== Input

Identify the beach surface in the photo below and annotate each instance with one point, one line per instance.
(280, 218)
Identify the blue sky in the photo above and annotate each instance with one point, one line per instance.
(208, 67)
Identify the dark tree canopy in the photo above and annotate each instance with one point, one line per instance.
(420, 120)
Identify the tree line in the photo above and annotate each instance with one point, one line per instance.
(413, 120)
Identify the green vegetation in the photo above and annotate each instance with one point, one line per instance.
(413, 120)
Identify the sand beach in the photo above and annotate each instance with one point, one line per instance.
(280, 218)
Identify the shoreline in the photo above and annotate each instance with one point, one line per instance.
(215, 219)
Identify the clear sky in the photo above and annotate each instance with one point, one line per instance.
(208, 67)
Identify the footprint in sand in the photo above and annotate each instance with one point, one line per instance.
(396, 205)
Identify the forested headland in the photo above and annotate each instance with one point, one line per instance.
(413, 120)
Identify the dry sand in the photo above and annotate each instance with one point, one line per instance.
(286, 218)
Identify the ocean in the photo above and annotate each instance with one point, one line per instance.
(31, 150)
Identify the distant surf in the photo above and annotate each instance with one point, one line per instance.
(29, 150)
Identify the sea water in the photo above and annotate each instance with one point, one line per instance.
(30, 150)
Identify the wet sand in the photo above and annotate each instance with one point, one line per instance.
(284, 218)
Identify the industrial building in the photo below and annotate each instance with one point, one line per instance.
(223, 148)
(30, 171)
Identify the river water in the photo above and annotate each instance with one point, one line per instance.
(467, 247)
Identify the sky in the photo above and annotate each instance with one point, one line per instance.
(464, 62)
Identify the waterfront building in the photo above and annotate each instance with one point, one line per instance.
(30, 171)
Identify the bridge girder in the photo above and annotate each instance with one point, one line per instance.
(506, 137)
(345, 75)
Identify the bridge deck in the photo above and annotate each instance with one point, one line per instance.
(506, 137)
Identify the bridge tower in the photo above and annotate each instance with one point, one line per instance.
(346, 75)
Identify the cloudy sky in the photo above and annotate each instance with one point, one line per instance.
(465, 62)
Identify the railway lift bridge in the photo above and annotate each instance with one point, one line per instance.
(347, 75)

====

Directions for this task> Every line above should be transcribed exactly.

Written solution>
Identify the beach surface in the photo below and annotate each instance with one point, one line per instance.
(280, 218)
Identify the blue sky in the photo above and annotate each instance with one point, one line per instance.
(208, 67)
Identify the dark tree canopy in the photo above and annotate each instance with one point, one line per instance.
(420, 120)
Identify the tree line in the photo above and annotate each instance with one point, one line per instance.
(413, 120)
Identify the green vegetation in the photo above and annotate each instance with one point, one line per instance.
(413, 120)
Identify the sand beach in the photo above and annotate each instance with one point, one line per instance.
(280, 218)
Identify the shoreline in the photo above and annotate each instance with one point, one line per instance.
(215, 219)
Identify the clear sky in the photo above and annotate each instance with one point, one line per instance.
(208, 67)
Identify the footprint in sand in the photo above and annotate each instance with one point, one line per instance.
(396, 205)
Identify the forested headland in the photo above and annotate each instance with one point, one line per instance.
(413, 120)
Identify the dry sand in the photo above and annotate each instance with one point, one line per instance.
(286, 218)
Identify the ocean in the photo above and annotate each instance with one point, one line per instance.
(31, 150)
Identify the distant surf in the photo above and annotate each instance with one point, one line per instance.
(29, 150)
Identify the sea water in the photo above and annotate each instance with one point, one line per instance.
(30, 150)
Identify the wet sand in the photo above and annotate each instance with one point, one line per instance.
(284, 218)
Identify the industrial building in the photo below and annotate each instance with one point, one line per instance.
(223, 148)
(30, 171)
Identify the river water in the photo above and annotate each instance with one point, one line per instance.
(467, 247)
Identify the sky in the photo above and annotate each instance with one point, one line per instance.
(464, 62)
Identify the waterfront building in the photo above and annotate each instance with one point, one line per instance.
(30, 171)
Identify the bridge girder in the photo above and annotate each instance with one point, one line per instance.
(506, 137)
(345, 75)
Identify the bridge deck in the photo above and annotate each instance with one point, one line per instance.
(506, 137)
Identify the bridge tower in the photo above and annotate each instance with one point, one line per instance.
(346, 75)
Identify the cloudy sky in the photo above and annotate each instance with one point, one line per instance.
(465, 62)
Identify the railway lift bridge in the photo above and annotate each instance with one point, one line per instance.
(347, 75)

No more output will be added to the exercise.